演習課題:
• a. 小城桂馬被告の裁判を扱う本文抜粋によると、検察側は懲役何年を求刑したか。
• b. 小城桂馬被告の裁判を扱う本文抜粋から、見出しをすべて書き出せ。

本文抜粋:
▬▬▬▬▬▬
教え子である男子選手への準強制性交等などの罪に問われたこの裁判で、多くの人々が疑問に思ったのは「なぜ小城桂馬被告は、性的な行為自体を認めながらも無罪を主張したのか」という点ではないでしょうか。
また、小城桂馬被告の輝かしい経歴がどのように事件の背景に関わっていたのか、そして裁判所が厳しく断罪した「指導者と選手」のいびつな関係性について、公判の記録や報道などの情報を基に詳細に紐解いていきます。
【判決】小城桂馬被告に懲役6年の実刑判決|なぜ「無罪」を主張していたのか
2025年12月15日午後、京都地方裁判所において、準強制性交等などの罪に問われていた小城桂馬被告に対する判決公判が開かれました。
検察側は懲役7年を求刑していましたが、大寄淳裁判長が読み上げた判決は「懲役6年」の実刑でした。一般的に判決は求刑の7割から8割程度になることが多い中で、今回の判決は求刑に近い重い刑が選択されたと報じられています。
性的な行為は認めるも「合意だと思った」と主張
この裁判で最も注目されたのは、小城桂馬被告側の弁護戦略でした。小城桂馬被告は、2023年2月から3月にかけて被害者の男性に対してわいせつ行為や性的暴行を行ったという事実関係そのものについては認めていました。しかし、小城桂馬被告側は一貫して「無罪」を主張しました。その根拠として持ち出されたのが「同意誤信」という法的な論理です。
同意誤信とは、「客観的には同意がなかったとしても、加害者の主観としては相手が同意していると思い込んでいた」状態を指します。
日本の刑法において犯罪が成立するためには「故意」が必要であるため、小城桂馬被告側は「合意の上での行為だと信じていたので、犯罪の故意はない」と訴えたのです。
小城桂馬被告側は、被害者の方が事件後もチームに残り練習を続けていたことや、行為中に激しく抵抗しなかったことを挙げ、小城桂馬被告が合意があると誤解しても仕方がない状況だったと主張しました。
裁判所は「同意誤信」の主張を一蹴
これに対し、裁判所は小城桂馬被告側の主張を全面的に退けました。判決では、小城桂馬被告の「同意があったと信じていた」という弁解について「信用できない」と明確に否定しています。大寄淳裁判長は、指導者として尊敬してきた小城桂馬被告から被害を受けた被害者の方の精神的苦痛は甚大であると指摘しました。
裁判所の判断の背景には、圧倒的な力を持つ指導者の前で、立場の弱い選手が明確に拒絶の意思を示すことは極めて困難であるという理解があるようです。
被害者の方が抵抗しなかったのは同意していたからではなく、抵抗できない心理状態に置かれていたからだと認定されました。その結果、小城桂馬被告による犯行は、自身の性欲を満たすために信頼関係を悪用した卑劣なものであり、悪質性は高いと断じられました。
▬▬▬▬▬▬
与えられた情報:
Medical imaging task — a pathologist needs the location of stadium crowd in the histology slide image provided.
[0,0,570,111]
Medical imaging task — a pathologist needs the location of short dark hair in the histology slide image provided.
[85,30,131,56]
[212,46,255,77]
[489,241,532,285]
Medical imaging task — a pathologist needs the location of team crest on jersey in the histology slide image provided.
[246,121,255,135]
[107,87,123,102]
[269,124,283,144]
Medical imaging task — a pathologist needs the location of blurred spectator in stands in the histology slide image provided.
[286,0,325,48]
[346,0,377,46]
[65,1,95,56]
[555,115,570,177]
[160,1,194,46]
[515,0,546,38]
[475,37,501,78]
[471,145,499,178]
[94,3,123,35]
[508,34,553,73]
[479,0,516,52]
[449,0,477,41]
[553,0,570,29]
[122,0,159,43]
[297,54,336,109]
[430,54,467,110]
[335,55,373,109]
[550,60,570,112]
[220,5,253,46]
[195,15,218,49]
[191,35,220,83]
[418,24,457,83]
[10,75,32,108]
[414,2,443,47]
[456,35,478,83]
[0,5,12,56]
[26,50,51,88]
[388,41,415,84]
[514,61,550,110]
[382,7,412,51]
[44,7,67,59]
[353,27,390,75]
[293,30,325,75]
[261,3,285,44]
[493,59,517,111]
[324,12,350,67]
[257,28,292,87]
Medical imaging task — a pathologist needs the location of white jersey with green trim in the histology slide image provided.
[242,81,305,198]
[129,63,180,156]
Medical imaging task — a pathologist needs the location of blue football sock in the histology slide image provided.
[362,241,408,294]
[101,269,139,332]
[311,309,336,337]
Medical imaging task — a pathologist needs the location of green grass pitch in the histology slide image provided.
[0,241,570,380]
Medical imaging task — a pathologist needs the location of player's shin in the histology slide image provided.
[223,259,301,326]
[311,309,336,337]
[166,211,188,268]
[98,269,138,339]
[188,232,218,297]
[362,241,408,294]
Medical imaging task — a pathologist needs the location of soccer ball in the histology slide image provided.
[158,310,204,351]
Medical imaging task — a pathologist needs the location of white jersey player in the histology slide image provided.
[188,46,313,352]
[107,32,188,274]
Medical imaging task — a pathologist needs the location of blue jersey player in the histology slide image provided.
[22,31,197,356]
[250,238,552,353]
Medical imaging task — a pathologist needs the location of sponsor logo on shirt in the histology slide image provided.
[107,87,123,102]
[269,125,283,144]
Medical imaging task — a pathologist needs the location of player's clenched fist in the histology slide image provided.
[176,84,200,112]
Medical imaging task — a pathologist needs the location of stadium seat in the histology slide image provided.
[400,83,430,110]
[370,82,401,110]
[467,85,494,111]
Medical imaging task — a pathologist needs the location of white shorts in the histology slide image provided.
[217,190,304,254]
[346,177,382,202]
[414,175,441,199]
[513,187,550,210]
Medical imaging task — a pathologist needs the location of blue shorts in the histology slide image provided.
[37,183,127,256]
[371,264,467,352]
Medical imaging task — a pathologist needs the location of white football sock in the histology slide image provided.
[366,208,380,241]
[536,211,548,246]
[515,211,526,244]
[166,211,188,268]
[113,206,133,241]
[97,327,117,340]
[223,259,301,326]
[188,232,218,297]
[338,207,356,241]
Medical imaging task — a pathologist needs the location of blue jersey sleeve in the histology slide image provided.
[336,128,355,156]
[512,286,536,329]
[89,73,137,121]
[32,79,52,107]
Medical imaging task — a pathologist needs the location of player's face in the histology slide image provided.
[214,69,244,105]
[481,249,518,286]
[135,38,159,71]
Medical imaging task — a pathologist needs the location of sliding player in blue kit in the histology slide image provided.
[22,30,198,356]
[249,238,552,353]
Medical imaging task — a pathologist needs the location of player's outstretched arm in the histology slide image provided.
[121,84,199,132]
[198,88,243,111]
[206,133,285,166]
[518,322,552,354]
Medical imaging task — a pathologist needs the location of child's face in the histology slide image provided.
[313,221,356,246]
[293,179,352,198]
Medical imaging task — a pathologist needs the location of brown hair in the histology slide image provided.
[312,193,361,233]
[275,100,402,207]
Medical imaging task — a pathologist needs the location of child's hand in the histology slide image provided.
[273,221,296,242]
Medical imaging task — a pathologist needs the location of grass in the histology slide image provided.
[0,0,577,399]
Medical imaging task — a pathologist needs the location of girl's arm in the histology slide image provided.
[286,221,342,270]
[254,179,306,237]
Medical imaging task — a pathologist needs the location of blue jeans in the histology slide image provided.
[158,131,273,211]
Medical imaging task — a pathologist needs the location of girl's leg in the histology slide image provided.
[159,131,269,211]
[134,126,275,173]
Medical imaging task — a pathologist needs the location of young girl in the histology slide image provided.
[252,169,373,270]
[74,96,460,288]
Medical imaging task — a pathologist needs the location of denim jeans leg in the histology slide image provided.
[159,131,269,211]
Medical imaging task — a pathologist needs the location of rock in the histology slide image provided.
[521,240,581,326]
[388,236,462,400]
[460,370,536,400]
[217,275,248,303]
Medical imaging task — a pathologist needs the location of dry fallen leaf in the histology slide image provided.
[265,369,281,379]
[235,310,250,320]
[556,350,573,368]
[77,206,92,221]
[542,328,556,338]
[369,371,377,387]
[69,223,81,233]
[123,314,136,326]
▬▬▬▬▬▬
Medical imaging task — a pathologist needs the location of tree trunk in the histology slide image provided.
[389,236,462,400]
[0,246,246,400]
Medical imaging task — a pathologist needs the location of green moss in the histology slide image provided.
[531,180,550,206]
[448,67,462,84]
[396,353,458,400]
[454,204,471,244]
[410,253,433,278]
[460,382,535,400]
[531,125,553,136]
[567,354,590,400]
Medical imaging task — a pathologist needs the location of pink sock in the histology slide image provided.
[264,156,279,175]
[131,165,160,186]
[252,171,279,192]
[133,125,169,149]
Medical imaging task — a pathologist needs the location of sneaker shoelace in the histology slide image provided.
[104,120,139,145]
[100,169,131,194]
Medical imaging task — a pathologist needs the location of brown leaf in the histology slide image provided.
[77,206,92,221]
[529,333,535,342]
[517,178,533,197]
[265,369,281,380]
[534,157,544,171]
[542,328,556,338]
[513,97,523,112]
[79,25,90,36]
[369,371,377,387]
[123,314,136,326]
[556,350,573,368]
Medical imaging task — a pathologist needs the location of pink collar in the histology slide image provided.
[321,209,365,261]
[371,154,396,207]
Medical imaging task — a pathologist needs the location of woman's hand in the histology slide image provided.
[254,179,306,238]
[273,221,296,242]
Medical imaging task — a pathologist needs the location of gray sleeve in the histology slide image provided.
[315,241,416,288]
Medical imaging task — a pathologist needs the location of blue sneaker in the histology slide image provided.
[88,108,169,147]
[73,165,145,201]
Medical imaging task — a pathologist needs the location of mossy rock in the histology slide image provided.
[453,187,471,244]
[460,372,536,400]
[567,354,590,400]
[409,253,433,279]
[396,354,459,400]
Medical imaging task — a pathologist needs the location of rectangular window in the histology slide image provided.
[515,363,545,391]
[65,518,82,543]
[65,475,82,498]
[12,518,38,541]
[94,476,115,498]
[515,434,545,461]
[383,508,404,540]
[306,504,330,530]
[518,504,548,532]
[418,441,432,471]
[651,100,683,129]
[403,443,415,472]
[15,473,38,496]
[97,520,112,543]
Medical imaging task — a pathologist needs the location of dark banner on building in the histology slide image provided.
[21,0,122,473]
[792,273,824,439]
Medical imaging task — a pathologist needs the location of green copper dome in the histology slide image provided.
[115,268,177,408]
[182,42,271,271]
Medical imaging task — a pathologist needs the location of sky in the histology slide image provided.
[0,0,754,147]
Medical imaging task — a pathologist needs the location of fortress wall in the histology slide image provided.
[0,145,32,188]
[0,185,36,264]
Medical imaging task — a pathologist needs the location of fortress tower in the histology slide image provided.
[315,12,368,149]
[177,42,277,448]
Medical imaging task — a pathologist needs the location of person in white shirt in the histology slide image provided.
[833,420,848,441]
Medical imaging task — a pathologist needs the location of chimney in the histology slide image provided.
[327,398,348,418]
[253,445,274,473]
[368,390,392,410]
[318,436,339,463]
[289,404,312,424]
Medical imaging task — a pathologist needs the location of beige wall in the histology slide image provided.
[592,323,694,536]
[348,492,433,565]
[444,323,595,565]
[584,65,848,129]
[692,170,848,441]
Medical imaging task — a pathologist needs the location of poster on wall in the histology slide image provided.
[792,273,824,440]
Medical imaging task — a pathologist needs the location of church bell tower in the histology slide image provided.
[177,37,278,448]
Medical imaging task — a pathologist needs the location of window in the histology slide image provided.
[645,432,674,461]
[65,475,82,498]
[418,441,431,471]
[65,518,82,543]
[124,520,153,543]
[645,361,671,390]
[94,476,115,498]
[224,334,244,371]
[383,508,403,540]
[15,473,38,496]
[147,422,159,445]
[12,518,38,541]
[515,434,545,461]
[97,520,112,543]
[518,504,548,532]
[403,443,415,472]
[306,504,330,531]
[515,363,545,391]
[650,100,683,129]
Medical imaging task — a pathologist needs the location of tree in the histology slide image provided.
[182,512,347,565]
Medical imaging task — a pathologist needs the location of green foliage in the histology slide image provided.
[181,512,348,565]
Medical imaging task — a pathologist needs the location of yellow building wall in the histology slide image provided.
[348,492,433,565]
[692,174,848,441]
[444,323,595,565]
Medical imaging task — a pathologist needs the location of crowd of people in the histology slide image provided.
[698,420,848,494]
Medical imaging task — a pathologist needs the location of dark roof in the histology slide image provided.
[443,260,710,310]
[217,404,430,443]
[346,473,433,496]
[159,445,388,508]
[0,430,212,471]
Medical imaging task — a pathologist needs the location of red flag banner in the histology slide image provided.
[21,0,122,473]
▬▬▬▬▬▬
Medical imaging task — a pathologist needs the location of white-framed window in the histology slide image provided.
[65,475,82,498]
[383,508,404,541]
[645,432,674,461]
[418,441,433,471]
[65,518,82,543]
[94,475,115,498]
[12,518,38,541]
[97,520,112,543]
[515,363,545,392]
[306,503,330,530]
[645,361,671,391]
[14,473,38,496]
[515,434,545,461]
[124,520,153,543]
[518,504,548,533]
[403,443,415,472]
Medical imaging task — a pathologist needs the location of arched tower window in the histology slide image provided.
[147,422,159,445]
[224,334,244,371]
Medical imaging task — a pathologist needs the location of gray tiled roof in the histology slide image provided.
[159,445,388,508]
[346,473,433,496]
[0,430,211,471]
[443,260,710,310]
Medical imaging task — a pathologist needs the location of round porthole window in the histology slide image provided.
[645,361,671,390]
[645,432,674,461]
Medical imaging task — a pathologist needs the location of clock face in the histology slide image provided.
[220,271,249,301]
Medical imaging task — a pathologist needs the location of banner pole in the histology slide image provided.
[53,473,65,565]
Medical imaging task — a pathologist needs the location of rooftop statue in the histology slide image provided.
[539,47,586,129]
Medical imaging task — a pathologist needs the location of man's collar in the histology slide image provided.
▬▬▬▬▬▬
課題の解答:
• a. 懲役7年。

• b.
- 【判決】小城桂馬被告に懲役6年の実刑判決|なぜ「無罪」を主張していたのか
- 性的な行為は認めるも「合意だと思った」と主張
- 裁判所は「同意誤信」の主張を一蹴